* BRIEF: Exact repetition is required: output every record in full.

* GIVEN RECORDS:
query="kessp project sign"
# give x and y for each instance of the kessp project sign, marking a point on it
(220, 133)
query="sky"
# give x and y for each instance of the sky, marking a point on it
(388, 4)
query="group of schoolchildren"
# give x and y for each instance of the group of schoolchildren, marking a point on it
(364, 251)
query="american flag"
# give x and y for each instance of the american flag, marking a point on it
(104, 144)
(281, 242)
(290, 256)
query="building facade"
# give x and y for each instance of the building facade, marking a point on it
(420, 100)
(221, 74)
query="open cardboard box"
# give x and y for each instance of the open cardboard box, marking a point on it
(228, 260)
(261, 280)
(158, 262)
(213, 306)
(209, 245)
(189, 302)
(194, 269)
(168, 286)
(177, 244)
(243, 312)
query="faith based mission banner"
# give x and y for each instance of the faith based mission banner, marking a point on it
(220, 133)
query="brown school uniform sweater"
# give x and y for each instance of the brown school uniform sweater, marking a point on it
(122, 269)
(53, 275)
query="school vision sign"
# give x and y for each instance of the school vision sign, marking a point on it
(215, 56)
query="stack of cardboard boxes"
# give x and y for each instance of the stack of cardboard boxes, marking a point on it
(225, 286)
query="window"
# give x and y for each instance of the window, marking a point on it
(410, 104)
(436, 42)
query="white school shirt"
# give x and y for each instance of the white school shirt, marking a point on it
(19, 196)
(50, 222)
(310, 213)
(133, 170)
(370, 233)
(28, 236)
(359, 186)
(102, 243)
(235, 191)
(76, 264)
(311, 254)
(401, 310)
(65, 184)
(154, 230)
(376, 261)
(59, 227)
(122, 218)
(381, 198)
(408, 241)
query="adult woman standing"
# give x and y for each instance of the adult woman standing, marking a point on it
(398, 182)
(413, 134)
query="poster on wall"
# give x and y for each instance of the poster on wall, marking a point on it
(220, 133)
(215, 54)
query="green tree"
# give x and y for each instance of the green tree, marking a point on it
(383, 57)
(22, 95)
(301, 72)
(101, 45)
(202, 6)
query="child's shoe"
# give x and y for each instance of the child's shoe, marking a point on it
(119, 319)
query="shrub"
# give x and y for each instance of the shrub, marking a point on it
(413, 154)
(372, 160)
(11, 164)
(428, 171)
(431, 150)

* RESULT OF THIS EXERCISE:
query="kessp project sign"
# give x and y for each instance of the kessp project sign, marking a point on it
(220, 133)
query="sky"
# give x and y for each instance of the sky, marking a point on it
(388, 4)
query="group of schoolchildren"
# give x and y for each instance of the group of schoolchildren, marking a point on it
(364, 251)
query="american flag"
# give x and y for each instance of the american flag, marking a point on it
(104, 144)
(281, 242)
(290, 256)
query="building facade"
# give x and y for each instance of the building facade, marking a point on it
(420, 100)
(221, 74)
query="open cardboard box"
# give x and y for each instance of the open cardboard box, marking a point on it
(228, 260)
(261, 280)
(158, 262)
(213, 306)
(209, 245)
(189, 302)
(194, 269)
(168, 286)
(177, 244)
(243, 312)
query="faith based mission banner"
# give x and y for each instance of the faith based mission banner, marking a point on it
(220, 133)
query="brown school uniform sweater"
# give x and y for each instance of the brown school uniform sweater, marking a point on it
(122, 269)
(53, 275)
query="school vision sign"
# give x and y for each instance of the school vision sign, marking a point on it
(215, 56)
query="stack of cardboard boxes"
# give x and y for each instance of the stack of cardboard boxes, marking a point on it
(225, 286)
query="window"
# give x and y for each instance of the window, marking a point on it
(410, 104)
(436, 42)
query="white school shirt"
# give x and y for each instance of the white school shirt, marking a point on it
(19, 196)
(50, 222)
(310, 213)
(133, 170)
(370, 233)
(28, 236)
(359, 186)
(102, 243)
(235, 191)
(76, 264)
(311, 254)
(401, 310)
(65, 184)
(154, 230)
(376, 261)
(59, 227)
(122, 218)
(381, 198)
(408, 241)
query="adult woman standing"
# give x and y for each instance of the adult woman standing, marking a point on it
(398, 182)
(413, 134)
query="poster on wall"
# give x and y for each instance of the poster on wall, marking a point on it
(220, 133)
(215, 54)
query="green tree"
# give x and y for each instance of the green tree, marking a point on it
(383, 57)
(22, 95)
(301, 72)
(101, 45)
(202, 6)
query="child's shoe"
# give x and y for each instance of the child's shoe, marking a point on it
(119, 319)
query="shrub"
# give x and y for each instance of the shrub, marking a point on it
(413, 154)
(372, 160)
(11, 164)
(428, 171)
(431, 150)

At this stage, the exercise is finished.